* [RECORDS SHOWN]

┄┄┄┄┄┄

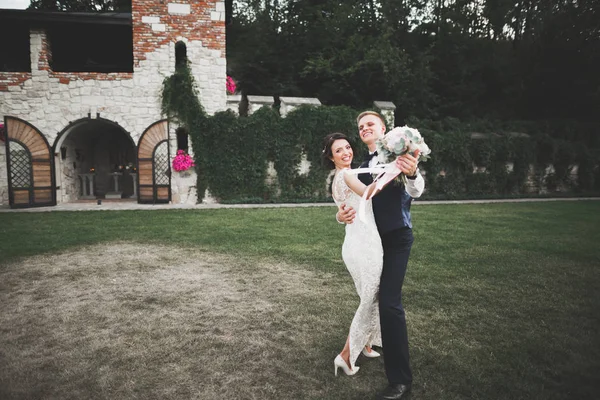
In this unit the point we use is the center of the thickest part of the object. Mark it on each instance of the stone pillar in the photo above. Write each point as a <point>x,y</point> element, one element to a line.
<point>3,175</point>
<point>233,103</point>
<point>290,103</point>
<point>256,102</point>
<point>387,111</point>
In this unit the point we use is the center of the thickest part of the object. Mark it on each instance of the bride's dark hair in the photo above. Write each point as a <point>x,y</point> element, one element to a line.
<point>326,153</point>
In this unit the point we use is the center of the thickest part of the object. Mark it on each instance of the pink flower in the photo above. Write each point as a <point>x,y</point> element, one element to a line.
<point>182,161</point>
<point>230,85</point>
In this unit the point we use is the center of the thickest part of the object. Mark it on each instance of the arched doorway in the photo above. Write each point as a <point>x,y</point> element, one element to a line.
<point>154,164</point>
<point>95,159</point>
<point>31,180</point>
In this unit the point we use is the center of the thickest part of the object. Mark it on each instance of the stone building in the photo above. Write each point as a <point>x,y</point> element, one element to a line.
<point>80,99</point>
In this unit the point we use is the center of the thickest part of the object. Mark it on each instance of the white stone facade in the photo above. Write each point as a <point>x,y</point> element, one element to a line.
<point>132,101</point>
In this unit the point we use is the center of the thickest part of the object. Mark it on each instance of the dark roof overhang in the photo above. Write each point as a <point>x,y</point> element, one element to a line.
<point>46,18</point>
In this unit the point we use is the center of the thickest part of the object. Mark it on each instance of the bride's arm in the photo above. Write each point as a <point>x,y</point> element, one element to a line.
<point>358,187</point>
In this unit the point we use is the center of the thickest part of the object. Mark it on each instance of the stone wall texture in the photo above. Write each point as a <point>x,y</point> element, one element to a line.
<point>51,101</point>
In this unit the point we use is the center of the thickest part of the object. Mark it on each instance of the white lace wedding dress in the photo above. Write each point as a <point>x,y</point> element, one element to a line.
<point>362,253</point>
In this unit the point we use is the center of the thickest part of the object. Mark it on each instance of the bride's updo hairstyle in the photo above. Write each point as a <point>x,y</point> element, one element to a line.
<point>326,153</point>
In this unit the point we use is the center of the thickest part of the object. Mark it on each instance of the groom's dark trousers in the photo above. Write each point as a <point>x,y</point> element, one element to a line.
<point>392,215</point>
<point>396,249</point>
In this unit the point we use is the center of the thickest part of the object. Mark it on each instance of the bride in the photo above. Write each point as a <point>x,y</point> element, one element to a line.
<point>362,253</point>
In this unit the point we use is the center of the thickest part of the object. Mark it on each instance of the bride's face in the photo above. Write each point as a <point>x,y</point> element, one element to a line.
<point>341,153</point>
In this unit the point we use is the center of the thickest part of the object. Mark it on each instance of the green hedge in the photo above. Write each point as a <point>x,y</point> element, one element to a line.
<point>232,152</point>
<point>238,149</point>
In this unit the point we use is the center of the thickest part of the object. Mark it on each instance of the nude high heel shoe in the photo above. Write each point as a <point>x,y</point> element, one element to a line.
<point>371,354</point>
<point>340,363</point>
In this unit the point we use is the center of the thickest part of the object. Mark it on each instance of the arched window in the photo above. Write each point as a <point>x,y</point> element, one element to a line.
<point>182,139</point>
<point>180,54</point>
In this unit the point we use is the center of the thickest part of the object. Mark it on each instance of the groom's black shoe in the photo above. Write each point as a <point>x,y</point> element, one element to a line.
<point>395,391</point>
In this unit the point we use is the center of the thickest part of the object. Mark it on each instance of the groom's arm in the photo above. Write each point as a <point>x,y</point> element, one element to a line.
<point>408,164</point>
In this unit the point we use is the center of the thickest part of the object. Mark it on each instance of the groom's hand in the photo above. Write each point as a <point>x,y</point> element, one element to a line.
<point>345,214</point>
<point>408,163</point>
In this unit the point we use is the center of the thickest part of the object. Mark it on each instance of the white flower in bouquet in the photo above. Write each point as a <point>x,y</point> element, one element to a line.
<point>399,141</point>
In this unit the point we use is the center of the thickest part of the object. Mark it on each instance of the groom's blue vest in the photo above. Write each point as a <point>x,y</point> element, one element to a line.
<point>391,206</point>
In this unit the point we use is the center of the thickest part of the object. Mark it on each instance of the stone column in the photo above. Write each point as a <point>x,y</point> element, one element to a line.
<point>233,103</point>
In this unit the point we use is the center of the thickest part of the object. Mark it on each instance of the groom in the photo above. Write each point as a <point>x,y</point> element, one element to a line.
<point>392,215</point>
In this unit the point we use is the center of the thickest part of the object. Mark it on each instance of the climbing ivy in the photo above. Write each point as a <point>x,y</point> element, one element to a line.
<point>233,153</point>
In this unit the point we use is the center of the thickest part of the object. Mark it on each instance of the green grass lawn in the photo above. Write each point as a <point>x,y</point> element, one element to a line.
<point>501,299</point>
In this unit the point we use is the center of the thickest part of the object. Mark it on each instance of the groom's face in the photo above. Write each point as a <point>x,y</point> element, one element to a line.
<point>370,128</point>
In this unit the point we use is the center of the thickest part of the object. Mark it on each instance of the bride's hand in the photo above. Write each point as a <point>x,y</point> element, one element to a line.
<point>408,163</point>
<point>346,214</point>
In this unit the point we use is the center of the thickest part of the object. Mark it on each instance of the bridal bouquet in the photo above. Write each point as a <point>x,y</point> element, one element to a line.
<point>397,142</point>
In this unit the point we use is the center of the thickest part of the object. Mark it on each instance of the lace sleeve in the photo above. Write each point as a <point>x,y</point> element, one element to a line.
<point>339,189</point>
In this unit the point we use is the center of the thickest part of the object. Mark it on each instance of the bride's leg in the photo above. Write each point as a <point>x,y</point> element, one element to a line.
<point>346,352</point>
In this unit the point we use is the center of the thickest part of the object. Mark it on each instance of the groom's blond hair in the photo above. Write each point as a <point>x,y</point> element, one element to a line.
<point>362,114</point>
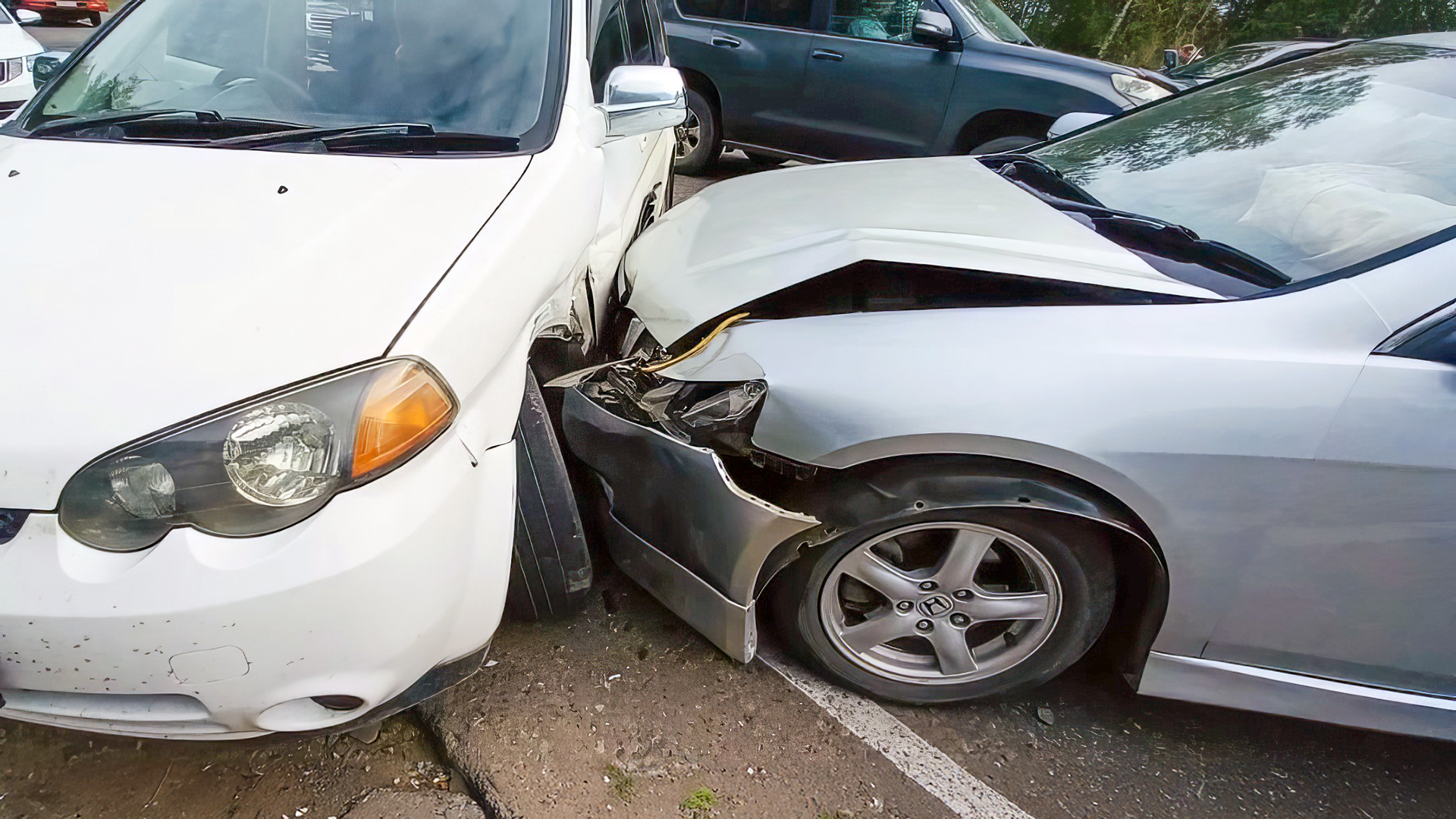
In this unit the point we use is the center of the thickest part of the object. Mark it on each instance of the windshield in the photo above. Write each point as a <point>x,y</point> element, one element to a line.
<point>1225,61</point>
<point>459,66</point>
<point>995,20</point>
<point>1308,167</point>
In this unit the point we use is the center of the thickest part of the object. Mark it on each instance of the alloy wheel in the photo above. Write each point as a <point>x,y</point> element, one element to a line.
<point>941,604</point>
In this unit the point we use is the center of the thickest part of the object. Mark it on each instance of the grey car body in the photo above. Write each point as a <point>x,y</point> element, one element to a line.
<point>1256,428</point>
<point>799,85</point>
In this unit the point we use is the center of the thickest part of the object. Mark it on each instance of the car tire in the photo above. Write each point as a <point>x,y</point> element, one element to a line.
<point>699,139</point>
<point>551,567</point>
<point>1002,145</point>
<point>1027,554</point>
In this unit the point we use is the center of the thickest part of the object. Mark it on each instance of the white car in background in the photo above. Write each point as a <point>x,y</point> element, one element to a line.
<point>265,477</point>
<point>18,52</point>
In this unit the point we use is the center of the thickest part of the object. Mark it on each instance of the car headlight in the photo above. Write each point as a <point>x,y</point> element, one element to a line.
<point>262,465</point>
<point>1138,89</point>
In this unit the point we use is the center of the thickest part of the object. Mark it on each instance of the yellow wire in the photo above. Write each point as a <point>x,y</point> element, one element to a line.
<point>698,347</point>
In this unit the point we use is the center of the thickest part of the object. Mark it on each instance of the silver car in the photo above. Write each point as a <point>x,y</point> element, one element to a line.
<point>1183,384</point>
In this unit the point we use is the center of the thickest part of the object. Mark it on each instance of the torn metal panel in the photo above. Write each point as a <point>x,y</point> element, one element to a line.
<point>680,500</point>
<point>746,238</point>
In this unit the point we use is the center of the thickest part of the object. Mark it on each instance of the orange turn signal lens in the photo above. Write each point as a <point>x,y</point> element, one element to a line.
<point>405,409</point>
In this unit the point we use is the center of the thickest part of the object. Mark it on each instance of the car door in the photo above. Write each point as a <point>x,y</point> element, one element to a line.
<point>761,83</point>
<point>635,168</point>
<point>870,89</point>
<point>1365,592</point>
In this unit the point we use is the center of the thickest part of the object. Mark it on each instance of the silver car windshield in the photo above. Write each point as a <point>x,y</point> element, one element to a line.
<point>459,66</point>
<point>1310,167</point>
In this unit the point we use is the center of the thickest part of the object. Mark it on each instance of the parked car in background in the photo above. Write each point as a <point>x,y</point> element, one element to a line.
<point>18,53</point>
<point>268,475</point>
<point>1184,378</point>
<point>66,11</point>
<point>1247,57</point>
<point>874,79</point>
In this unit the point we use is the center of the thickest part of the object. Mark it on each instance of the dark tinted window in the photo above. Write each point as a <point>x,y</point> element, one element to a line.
<point>789,14</point>
<point>715,9</point>
<point>612,50</point>
<point>639,33</point>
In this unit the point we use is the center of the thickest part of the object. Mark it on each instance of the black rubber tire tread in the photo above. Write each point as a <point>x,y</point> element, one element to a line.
<point>1079,556</point>
<point>1006,143</point>
<point>711,146</point>
<point>551,569</point>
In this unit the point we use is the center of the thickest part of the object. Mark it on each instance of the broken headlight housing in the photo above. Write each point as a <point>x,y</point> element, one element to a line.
<point>262,465</point>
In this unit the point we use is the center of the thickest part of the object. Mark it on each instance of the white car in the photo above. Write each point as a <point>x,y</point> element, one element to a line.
<point>259,435</point>
<point>18,52</point>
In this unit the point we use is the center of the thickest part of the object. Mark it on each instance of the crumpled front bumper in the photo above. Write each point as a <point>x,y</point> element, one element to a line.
<point>679,525</point>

┄┄┄┄┄┄

* [WHAT IS BEING ASKED] Starting at the beginning of the rows and going on through the line with "<point>387,111</point>", both ends included, write the lines out again with their requests, and increase every coordinate in the answers by 101. Leave the pictures out of your answer.

* [FINAL RESULT]
In this unit the point we use is the center of the thickest part of the object. Mark it on each instance of the stone pillar in the photo above. Write each point as a <point>x,y</point> element, one element to a line.
<point>104,276</point>
<point>334,204</point>
<point>391,204</point>
<point>357,203</point>
<point>488,212</point>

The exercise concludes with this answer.